--- QUÉ DEBES HACER ---
a. Traduce al inglés esta oración del texto sobre la cruzada: "Para una Europa empobrecida, pero especialmente para una Francia al borde de la hambruna, tales promesas no podían ser más tentadoras."
b. Transcribe del texto sobre la cruzada todo lo que va desde "La cruzada de" hasta "la cruzada popular.".

─── TEXTO PROPORCIONADO

El comercio y la industria estaban detenidos en su desarrollo, salvo en los asentamientos marítimos (Venecia, Génova, Pisa).  La ciencia y el conocimiento hacían escasos progresos (a excepción de España, donde la influencia árabe producía avances en todas las ramas del saber), y el arte otrora dejó su lugar a un artesanado que lentamente mejoraba sus técnicas. Sólo Iglesia desarrolló una función dinámica tras los muros de los monasterios, y proclamó el valor universal de su fe, a la vez que aportó un elemento desconocido en los siglos anteriores: la igualdad de todos hombres ante la mirada de un ser supremo Así revitalizó el interés de conocer, peregrinando hasta ellos, Los Santos Lugares.

Cuando Urbano II convoca a la cruzada, lo hace esgrimiendo el motivo declarado de reconquistar Jerusalén, pero estudiosos modernos como Carl Grimberg y Steven Rurcinam estiman que también encontró en e la posibilidad de solucionar difíciles problemas políticos y demográficos. La expedición era un magnífico medio para alejar sus reductos a los señores y caballeros belicosos; para comprometer a reyes y prínci-pes en una empresa motivada y dirigida por la Iglesia, para canalizar, con promesas de un mundo mejor, las inquietudes de los humildes. Los nobles tendrían la oportunidad de poner en práctica sus afanes combativos; los siervos, la opción de liberarse de su sojuzgamiento; todos: la ocasión de enrique-cerse de una vez y para siempre. Urbano aprovechó esta conjunción de factores y prometió para los cruzados el perdón de sus pecados, la condonación de sus deudas y el enseñoramiento de las tierras que conquistaran, en las que "fluían leche y miel, como en otro paraíso de delicias", mientras que las que dejarían eran "demasiado angostas para vuestra población" y carentes de recursos alimenticios. Para una Europa empobrecida, pero especialmente para una Francia al borde de la hambruna, tales promesas no podían ser más tentadoras.

La cruzada de los pobres
El llamamiento de Urbano II produjo dos consecuencias inmediatas: por un lado la organización, a cargo de la nobleza, de una expedición oficial a Tierra Santa; por otro, el movimiento espontáneo del pueblo, de hombres y mujeres anónimos que, entusias-mados por las promesas papales, se pusieron bajo el mando de Pedro el Ermitaño, para que éste guiara la cruzada popular.

──────
─── DATOS MOSTRADOS

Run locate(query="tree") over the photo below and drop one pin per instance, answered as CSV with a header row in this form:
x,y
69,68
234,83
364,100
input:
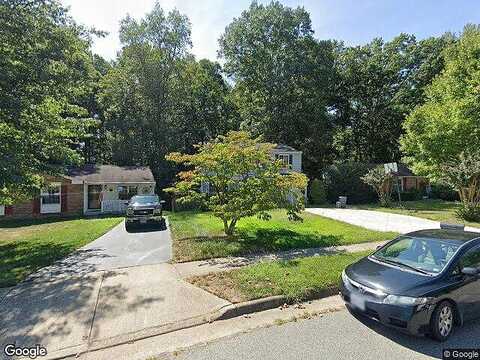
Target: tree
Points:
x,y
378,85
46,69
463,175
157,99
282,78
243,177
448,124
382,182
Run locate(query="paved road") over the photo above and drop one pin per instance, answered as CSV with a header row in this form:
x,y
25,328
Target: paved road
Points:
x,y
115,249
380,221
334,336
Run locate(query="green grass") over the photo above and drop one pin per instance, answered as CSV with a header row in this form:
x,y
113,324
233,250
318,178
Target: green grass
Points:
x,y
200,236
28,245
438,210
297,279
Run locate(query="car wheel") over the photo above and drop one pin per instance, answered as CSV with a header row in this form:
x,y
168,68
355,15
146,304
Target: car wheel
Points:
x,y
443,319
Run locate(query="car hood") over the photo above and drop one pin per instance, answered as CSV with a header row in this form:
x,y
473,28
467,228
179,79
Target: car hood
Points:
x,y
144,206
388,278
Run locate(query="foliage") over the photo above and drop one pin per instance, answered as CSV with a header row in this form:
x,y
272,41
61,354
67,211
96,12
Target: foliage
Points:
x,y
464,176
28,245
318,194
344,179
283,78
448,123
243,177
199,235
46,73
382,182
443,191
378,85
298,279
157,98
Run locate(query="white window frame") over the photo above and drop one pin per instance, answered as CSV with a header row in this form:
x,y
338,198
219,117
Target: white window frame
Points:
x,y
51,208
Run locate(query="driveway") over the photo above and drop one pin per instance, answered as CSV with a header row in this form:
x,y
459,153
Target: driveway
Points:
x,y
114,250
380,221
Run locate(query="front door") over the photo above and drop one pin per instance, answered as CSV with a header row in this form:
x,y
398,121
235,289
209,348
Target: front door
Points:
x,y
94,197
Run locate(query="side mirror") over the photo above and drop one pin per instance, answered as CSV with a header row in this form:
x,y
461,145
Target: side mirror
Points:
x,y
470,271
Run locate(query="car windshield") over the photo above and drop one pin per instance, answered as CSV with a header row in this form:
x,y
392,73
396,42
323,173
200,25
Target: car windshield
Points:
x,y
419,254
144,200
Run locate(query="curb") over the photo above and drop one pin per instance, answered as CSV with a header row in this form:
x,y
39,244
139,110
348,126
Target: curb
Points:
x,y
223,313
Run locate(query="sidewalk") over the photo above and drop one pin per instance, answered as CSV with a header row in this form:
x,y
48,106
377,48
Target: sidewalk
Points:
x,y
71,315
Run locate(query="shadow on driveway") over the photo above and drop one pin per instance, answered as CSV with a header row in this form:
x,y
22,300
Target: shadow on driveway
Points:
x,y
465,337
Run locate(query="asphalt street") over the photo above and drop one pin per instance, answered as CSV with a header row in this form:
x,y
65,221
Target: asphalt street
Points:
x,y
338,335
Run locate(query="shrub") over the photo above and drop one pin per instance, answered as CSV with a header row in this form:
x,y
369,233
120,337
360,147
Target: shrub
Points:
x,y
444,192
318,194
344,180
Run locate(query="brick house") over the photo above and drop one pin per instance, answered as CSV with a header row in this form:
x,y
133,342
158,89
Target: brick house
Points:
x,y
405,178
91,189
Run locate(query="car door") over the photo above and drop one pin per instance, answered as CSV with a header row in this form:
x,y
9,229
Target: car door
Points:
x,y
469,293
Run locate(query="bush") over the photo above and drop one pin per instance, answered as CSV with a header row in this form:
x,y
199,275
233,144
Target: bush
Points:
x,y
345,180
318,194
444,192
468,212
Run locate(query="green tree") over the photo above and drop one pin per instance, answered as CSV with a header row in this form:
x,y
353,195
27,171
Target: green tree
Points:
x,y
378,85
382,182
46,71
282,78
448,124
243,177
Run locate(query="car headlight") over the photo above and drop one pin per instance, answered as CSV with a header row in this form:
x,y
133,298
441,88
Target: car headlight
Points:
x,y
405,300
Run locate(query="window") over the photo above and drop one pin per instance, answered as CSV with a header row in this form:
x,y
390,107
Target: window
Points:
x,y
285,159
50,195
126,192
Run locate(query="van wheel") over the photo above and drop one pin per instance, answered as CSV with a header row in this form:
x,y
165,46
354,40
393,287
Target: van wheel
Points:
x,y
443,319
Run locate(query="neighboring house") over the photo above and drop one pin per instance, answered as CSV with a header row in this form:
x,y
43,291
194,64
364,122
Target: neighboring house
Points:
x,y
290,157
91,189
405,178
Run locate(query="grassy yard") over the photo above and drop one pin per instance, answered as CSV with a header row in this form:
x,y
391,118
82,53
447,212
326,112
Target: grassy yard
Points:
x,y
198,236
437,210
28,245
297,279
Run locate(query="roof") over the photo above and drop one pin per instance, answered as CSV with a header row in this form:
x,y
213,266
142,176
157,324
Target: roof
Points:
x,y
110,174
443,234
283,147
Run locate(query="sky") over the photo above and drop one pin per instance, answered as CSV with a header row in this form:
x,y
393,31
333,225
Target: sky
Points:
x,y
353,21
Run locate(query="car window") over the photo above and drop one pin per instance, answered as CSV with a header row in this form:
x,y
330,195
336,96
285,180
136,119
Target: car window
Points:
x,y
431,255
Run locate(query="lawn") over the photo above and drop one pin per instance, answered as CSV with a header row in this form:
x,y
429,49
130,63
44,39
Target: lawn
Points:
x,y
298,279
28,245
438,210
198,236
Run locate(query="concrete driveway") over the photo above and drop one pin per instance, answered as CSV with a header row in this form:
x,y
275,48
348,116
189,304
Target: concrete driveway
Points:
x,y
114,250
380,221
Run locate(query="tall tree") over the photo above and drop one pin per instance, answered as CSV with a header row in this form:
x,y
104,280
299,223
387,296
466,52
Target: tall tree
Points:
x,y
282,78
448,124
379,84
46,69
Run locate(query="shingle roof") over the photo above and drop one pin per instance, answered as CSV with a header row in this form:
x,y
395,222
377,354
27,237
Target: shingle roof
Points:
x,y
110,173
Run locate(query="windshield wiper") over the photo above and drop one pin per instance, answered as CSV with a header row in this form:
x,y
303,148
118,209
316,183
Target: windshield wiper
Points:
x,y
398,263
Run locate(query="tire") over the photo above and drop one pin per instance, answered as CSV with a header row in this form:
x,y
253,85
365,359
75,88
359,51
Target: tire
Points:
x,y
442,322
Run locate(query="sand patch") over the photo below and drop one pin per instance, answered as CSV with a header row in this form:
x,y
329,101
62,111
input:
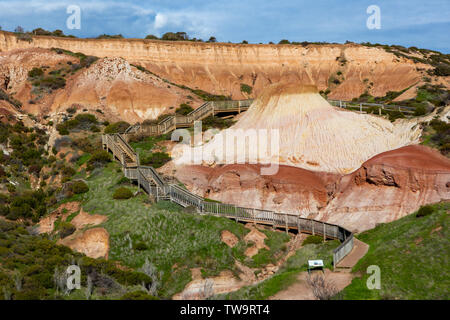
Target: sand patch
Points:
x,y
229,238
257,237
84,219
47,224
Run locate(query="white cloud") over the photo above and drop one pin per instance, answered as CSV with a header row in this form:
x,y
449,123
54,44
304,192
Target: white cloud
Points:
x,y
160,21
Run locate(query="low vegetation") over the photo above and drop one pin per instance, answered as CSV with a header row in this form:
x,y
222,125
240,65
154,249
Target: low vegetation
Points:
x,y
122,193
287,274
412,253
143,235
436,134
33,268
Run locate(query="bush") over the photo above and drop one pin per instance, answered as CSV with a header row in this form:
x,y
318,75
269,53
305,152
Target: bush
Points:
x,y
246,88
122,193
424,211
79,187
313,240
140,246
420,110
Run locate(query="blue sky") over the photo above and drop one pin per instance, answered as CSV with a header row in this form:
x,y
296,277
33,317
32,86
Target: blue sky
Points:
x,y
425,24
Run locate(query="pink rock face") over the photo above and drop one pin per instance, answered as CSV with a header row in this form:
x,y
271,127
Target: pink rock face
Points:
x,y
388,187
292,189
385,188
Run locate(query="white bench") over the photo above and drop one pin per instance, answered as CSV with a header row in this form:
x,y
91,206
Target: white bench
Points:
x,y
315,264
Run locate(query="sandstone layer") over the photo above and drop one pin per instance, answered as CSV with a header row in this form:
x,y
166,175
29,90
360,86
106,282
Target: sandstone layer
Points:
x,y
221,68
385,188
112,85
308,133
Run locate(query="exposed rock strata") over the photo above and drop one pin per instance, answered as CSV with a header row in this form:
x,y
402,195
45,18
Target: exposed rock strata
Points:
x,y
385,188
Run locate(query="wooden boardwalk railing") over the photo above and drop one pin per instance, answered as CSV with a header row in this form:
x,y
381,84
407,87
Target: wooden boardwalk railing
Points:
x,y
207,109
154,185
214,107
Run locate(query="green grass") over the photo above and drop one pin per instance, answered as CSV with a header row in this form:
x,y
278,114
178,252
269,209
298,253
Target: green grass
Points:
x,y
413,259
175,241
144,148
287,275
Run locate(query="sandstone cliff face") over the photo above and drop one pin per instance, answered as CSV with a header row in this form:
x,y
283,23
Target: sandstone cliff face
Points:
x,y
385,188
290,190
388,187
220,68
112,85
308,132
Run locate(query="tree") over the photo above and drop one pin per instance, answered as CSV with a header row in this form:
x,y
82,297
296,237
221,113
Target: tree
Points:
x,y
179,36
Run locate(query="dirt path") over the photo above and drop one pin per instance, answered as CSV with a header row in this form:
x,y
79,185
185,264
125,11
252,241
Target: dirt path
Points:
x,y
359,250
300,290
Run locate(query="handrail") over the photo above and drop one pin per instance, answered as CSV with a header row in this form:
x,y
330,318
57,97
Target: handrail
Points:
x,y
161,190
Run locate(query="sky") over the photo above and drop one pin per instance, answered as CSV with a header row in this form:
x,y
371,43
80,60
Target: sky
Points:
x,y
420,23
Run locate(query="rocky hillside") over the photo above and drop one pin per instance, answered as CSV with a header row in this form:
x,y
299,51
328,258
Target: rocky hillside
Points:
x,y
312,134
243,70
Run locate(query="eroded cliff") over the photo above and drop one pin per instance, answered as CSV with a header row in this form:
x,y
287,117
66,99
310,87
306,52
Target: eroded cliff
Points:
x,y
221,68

──────
─── DATOS MOSTRADOS

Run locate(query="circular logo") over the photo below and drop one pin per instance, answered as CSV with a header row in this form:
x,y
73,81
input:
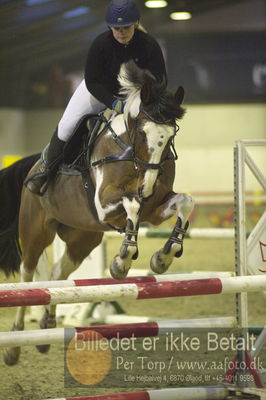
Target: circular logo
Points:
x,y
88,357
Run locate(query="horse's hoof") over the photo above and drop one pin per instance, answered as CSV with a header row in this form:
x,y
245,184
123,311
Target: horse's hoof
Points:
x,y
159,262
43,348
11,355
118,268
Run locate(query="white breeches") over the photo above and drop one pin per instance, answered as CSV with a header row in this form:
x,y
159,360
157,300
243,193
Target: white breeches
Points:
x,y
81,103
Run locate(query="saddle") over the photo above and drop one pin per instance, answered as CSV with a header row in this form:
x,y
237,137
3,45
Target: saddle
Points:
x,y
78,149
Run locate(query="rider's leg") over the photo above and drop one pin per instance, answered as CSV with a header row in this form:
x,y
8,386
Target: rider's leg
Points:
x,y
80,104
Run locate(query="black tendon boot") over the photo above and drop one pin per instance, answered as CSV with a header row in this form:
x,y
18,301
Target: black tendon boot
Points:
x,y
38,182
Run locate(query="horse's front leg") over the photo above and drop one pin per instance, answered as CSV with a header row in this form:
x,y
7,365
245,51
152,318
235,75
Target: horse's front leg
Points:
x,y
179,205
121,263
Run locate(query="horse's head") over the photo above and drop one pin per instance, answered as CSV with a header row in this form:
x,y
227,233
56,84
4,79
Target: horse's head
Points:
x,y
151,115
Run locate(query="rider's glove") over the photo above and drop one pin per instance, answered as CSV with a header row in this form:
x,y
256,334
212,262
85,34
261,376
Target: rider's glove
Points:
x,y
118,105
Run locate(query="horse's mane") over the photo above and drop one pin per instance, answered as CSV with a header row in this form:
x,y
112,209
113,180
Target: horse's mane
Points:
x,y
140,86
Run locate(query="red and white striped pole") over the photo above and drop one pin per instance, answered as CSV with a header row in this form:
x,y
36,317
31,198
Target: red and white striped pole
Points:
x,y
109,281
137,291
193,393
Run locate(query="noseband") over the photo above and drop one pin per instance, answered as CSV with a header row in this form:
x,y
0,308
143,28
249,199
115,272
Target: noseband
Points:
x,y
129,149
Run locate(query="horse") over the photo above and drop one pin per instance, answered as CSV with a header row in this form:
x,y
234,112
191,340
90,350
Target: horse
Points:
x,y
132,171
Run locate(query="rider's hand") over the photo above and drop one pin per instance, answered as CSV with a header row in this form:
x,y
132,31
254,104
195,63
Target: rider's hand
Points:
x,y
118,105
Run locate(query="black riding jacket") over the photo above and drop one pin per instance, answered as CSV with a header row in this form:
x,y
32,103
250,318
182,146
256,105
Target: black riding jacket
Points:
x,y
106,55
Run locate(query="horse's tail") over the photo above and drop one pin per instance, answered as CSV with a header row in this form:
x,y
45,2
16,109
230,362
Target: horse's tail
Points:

──────
─── DATOS MOSTRADOS

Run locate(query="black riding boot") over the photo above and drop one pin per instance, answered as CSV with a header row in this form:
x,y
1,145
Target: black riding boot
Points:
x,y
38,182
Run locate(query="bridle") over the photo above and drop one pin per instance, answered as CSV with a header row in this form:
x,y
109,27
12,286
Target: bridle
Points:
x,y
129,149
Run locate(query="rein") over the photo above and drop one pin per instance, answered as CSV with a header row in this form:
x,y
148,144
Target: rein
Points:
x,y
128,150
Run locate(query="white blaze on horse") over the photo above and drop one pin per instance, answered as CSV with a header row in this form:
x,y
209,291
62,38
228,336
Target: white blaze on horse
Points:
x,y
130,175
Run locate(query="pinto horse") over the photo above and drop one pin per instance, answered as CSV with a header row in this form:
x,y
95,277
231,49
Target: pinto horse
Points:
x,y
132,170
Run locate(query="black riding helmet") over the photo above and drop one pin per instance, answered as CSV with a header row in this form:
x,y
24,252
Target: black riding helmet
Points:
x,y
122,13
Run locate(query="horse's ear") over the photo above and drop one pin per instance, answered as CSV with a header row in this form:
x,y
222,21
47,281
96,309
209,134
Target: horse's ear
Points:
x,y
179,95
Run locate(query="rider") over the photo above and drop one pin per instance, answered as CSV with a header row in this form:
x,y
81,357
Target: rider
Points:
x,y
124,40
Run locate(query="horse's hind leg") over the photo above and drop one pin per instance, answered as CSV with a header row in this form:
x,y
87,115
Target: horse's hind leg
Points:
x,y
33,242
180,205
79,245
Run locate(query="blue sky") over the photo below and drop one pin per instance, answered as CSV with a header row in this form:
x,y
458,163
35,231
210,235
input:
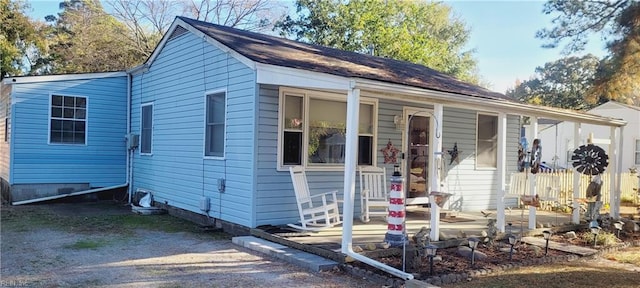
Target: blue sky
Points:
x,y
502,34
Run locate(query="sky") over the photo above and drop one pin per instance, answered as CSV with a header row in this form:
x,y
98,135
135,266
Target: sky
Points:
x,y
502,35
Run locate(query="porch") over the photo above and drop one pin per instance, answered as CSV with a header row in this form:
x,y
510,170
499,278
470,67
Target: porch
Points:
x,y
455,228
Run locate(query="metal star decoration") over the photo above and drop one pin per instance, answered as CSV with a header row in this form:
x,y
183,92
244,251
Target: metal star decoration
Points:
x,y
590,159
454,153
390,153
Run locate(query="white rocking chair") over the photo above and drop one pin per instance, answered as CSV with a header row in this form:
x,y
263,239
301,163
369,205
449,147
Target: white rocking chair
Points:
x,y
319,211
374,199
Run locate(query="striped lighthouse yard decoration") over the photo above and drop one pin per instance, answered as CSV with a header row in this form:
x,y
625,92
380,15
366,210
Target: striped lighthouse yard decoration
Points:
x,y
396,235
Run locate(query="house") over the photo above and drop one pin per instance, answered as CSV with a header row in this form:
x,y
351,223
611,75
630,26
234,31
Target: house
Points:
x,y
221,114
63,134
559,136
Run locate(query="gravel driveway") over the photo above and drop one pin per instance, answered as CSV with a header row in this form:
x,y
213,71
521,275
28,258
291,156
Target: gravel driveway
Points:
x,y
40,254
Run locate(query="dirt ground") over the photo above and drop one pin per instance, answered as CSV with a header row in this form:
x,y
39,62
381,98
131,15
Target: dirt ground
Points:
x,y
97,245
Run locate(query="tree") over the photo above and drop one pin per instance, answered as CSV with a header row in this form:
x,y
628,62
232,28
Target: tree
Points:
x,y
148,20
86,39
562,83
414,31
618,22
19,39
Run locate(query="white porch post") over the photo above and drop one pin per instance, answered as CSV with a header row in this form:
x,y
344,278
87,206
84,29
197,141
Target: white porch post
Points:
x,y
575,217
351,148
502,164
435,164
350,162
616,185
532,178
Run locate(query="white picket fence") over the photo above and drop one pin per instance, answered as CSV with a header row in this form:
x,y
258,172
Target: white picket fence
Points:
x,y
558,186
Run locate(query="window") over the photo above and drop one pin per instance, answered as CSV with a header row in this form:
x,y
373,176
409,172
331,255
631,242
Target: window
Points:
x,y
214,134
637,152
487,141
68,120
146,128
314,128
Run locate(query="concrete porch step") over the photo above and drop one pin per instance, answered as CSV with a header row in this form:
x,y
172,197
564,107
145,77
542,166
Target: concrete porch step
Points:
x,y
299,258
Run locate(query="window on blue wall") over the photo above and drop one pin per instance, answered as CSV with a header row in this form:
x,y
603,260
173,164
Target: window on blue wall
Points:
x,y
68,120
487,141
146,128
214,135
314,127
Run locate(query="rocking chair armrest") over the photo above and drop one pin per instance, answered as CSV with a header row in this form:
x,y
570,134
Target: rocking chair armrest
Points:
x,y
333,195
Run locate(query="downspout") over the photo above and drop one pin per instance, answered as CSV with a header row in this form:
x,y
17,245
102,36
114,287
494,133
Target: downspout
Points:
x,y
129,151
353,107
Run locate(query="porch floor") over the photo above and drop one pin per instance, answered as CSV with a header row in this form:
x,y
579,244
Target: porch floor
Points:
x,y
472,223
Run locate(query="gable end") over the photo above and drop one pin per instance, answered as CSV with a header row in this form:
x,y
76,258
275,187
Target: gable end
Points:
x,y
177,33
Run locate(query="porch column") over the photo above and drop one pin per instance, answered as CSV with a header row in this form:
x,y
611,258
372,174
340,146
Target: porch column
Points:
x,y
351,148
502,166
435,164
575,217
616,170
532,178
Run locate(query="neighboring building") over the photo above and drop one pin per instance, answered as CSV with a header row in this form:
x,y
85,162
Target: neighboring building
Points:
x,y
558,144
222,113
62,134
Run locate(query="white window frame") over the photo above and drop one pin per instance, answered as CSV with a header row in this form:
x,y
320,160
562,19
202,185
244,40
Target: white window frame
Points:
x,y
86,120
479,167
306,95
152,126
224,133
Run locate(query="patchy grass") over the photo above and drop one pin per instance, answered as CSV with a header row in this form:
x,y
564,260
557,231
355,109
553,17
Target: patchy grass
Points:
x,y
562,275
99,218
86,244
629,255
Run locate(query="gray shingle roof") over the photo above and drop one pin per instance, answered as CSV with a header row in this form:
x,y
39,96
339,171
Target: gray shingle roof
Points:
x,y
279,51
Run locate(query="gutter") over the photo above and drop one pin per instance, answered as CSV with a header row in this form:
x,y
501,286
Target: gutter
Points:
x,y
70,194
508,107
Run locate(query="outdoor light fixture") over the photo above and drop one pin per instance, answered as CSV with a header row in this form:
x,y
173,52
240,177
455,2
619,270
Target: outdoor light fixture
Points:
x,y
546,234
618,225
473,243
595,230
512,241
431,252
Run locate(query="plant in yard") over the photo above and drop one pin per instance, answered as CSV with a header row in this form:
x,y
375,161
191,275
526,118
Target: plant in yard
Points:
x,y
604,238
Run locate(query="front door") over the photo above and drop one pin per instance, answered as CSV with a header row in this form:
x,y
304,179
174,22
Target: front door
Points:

──────

--- PROBLEMAS RESUELTOS ---
a. For an impoverished Europe, but especially for a France on the brink of famine, such promises could not have been more tempting.

b.
La cruzada de los pobres
El llamamiento de Urbano II produjo dos consecuencias inmediatas: por un lado la organización, a cargo de la nobleza, de una expedición oficial a Tierra Santa; por otro, el movimiento espontáneo del pueblo, de hombres y mujeres anónimos que, entusias-mados por las promesas papales, se pusieron bajo el mando de Pedro el Ermitaño, para que éste guiara la cruzada popular.